# A fazer
1. Imprima do texto sobre a corda de oitenta e um nós o trecho que começa em "Recuando no tempo, as" e vai até "fraternidade e a união.", inclusive.
2. Traduza para inglês esta frase do texto sobre a corda de oitenta e um nós: "Independentemente do número de nós, o seu significado é transversal - a fraternidade e a união."

# Texto citado
┌──

Recuando no tempo, as suas
origens aparentam remontar aos canteiros do período medieval, também eles artíficies
da pedra bruta, os quais delimitavam e protegiam o local de trabalho com
estacas, às quais eram presos anéis de ferro, por onde passava uma corda ou
corrente, havendo apenas uma abertura para entrada no local. Remontando à sociedade de
construtores, antecessora das antigas escolas de construtores e embrião da Maçonaria
actual, os seus obreiros desenhavam no chão, com giz ou carvão, um painel
representativo dos instrumentos usados pelos pedreiros livres, sendo este abordado por uma corda com nós, não necessariamente oitenta e um, mas três,
cinco, sete ou doze. Independentemente do número de nós, o seu significado é
transversal - a fraternidade e a união.
Uma possível origem da corda de
oitenta e um nós em Maçonaria, e talvez a sua primeira referência escrita, data
de 23 de agosto de 1773, na casa "Folie-Titon" em Paris, aquando
da tomada de posse de Louis Phillipe de Orleans como Grão-Mestre; nesta
cerimónia estariam presentes oitenta e um maçons e a decoração da abóbada
celeste do templo estaria iluminada por oitenta e uma estrelas.
Nos Templos Maçónicos
contemporâneos a corda de oitenta e um nós circunda todo o Templo, junto ao tecto,
devendo o seu nó central estar imediatamente acima do delta luminoso; a partir
deste vínculo central, a corda estende-se no comprimento de quarenta nós para
Norte e quarenta nós para Sul, terminando as duas extremidades em ambos os
lados da porta de entrada a ocidente, na forma de duas borlas. As borlas,
segundo variadas fontes literárias, representam a justiça ou equidade e a
prudência ou moderação. Não será errado acertar que este acúmulo de fios
singulares alude à responsabilidade individual de cada maçon na integralidade
da Maçonaria, ou mesmo que, no seu talhe e localização, protegem o sagrado do
Templo do mundo profano, mas sem encerrar portas para o exterior. É neste sentido
que quero concordar com muitos autores que personificam nesta representação de
uma corda aberta em vez de fechada sobre si mesma, como uma clara alegoria a
uma Maçonaria também ela aberta a acolher novos membros e novas ideias, que em
concluiu possam contribuir para o progresso da humanidade.

└──

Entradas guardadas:
┌──

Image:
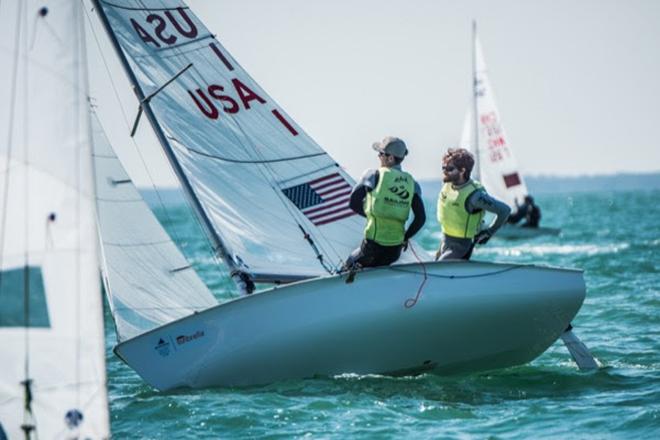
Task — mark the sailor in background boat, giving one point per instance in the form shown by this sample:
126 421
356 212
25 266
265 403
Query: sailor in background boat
385 197
528 211
461 206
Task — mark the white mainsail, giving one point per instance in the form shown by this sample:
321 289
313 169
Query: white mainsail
497 167
52 351
259 182
150 282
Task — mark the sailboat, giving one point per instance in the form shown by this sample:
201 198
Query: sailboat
52 349
274 207
495 165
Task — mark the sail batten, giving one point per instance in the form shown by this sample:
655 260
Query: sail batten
237 153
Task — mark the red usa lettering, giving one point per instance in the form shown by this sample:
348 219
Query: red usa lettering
205 104
158 29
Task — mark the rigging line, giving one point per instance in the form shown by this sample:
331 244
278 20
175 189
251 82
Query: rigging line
211 248
410 302
126 122
257 162
10 135
83 131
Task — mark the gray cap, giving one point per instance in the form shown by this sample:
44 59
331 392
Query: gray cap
391 145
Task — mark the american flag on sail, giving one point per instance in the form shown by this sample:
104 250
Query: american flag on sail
323 200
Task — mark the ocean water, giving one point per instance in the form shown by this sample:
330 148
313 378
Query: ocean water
613 236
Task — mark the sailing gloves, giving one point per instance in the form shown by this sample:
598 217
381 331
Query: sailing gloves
482 237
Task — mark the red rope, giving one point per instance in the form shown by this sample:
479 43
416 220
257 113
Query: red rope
410 302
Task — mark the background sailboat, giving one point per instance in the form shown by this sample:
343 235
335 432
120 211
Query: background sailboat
495 165
52 352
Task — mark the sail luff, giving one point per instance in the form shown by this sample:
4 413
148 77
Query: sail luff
210 231
475 106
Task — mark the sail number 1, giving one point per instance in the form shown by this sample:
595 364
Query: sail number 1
157 30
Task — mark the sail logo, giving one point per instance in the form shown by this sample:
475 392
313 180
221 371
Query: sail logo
322 200
174 27
163 347
497 146
183 339
161 32
228 104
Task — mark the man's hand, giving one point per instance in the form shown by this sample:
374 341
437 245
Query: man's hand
482 237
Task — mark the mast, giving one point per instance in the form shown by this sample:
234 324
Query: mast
475 107
241 278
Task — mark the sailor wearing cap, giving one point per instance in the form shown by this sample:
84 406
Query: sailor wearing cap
385 196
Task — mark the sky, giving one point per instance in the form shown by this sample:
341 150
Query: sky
576 82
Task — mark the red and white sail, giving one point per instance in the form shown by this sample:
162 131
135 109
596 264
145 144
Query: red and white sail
252 173
498 169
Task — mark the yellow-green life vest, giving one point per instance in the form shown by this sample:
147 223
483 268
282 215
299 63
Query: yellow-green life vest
453 217
388 205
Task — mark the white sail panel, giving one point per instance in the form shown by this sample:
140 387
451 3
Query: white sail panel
498 169
149 282
51 321
253 170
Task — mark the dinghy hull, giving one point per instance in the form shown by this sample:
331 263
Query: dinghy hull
518 233
470 316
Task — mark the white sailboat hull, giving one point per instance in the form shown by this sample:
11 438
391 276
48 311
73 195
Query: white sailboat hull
517 232
470 316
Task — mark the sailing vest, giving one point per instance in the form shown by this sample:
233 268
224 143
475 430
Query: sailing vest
453 216
387 207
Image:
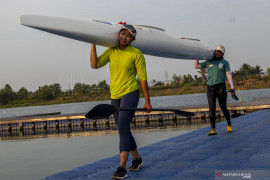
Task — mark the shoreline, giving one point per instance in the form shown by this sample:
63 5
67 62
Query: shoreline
105 96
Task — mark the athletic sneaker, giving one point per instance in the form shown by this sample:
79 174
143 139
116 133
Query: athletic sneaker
121 173
213 132
229 128
136 164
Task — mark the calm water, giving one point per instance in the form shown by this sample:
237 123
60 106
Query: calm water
38 156
162 101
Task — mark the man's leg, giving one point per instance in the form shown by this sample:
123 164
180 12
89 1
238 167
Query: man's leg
211 96
222 99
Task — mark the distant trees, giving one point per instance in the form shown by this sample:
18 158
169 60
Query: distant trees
6 95
51 92
247 70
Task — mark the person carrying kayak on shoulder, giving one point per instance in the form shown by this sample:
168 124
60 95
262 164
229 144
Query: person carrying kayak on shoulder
125 63
217 69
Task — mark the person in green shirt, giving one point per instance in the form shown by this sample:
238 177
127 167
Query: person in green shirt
217 69
125 63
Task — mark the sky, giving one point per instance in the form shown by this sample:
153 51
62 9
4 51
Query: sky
31 58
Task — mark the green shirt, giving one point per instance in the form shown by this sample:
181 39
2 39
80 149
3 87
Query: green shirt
124 67
216 70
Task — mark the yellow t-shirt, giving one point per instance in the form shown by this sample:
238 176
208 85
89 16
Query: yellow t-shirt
124 66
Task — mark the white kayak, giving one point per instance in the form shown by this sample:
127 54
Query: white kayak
150 40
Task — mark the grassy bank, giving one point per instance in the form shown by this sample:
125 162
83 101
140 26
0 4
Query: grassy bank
154 91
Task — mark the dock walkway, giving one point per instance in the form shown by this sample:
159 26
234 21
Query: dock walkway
196 155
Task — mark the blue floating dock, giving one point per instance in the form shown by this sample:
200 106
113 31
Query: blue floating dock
195 155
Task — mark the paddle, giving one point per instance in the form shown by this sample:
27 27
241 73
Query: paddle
105 110
232 91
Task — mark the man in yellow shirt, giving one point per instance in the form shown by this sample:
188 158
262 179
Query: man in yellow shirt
125 63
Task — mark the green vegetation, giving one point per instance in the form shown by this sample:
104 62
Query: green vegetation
247 77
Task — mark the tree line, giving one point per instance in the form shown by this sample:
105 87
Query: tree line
53 91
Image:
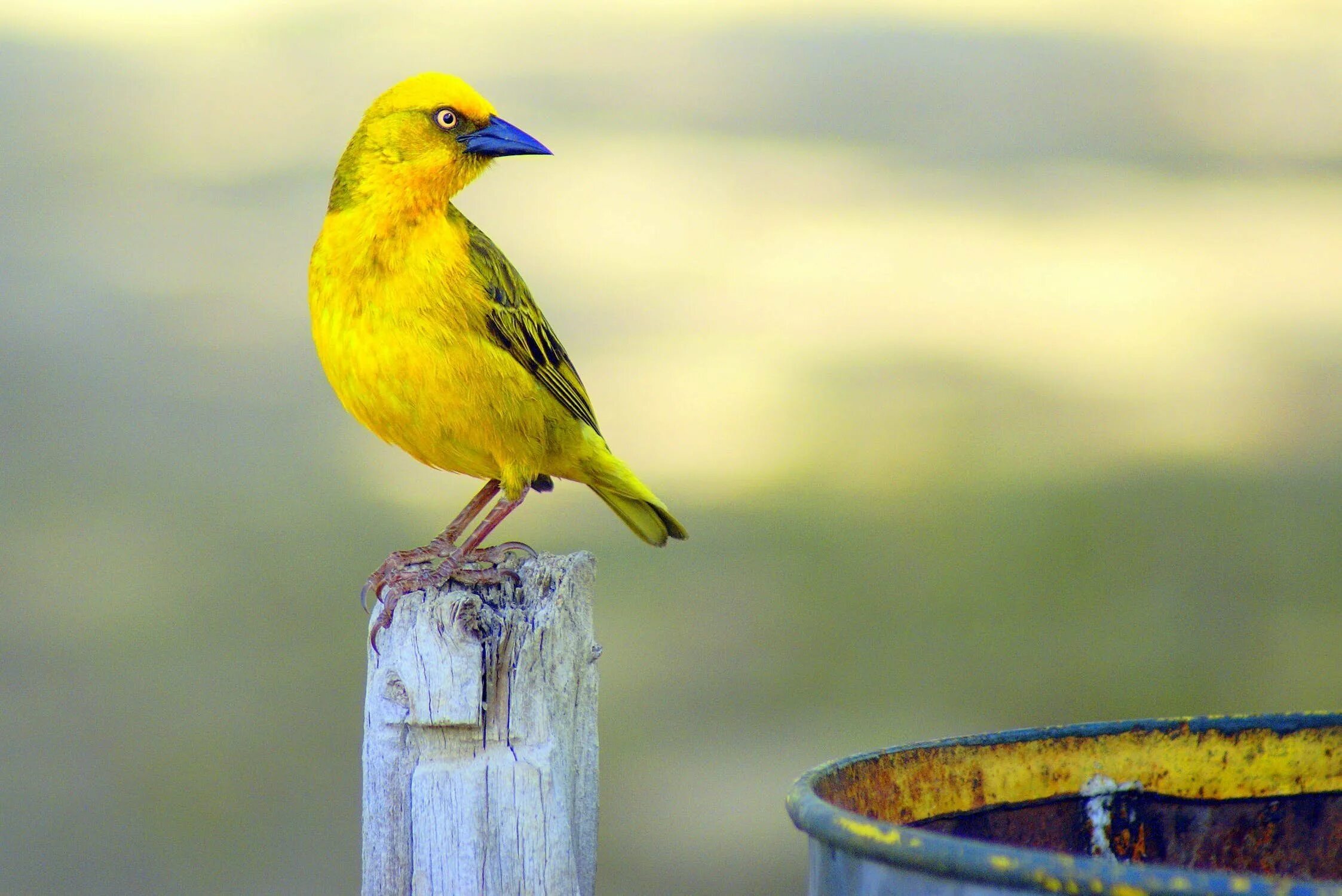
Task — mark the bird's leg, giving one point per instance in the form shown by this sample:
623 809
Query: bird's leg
402 562
454 557
471 552
448 541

└──

# Resultados
1.
Recuando no tempo, as suas
origens aparentam remontar aos canteiros do período medieval, também eles artíficies
da pedra bruta, os quais delimitavam e protegiam o local de trabalho com
estacas, às quais eram presos anéis de ferro, por onde passava uma corda ou
corrente, havendo apenas uma abertura para entrada no local. Remontando à sociedade de
construtores, antecessora das antigas escolas de construtores e embrião da Maçonaria
actual, os seus obreiros desenhavam no chão, com giz ou carvão, um painel
representativo dos instrumentos usados pelos pedreiros livres, sendo este abordado por uma corda com nós, não necessariamente oitenta e um, mas três,
cinco, sete ou doze. Independentemente do número de nós, o seu significado é
transversal - a fraternidade e a união.

2. Regardless of the number of knots, its meaning is shared across them all - fraternity and union.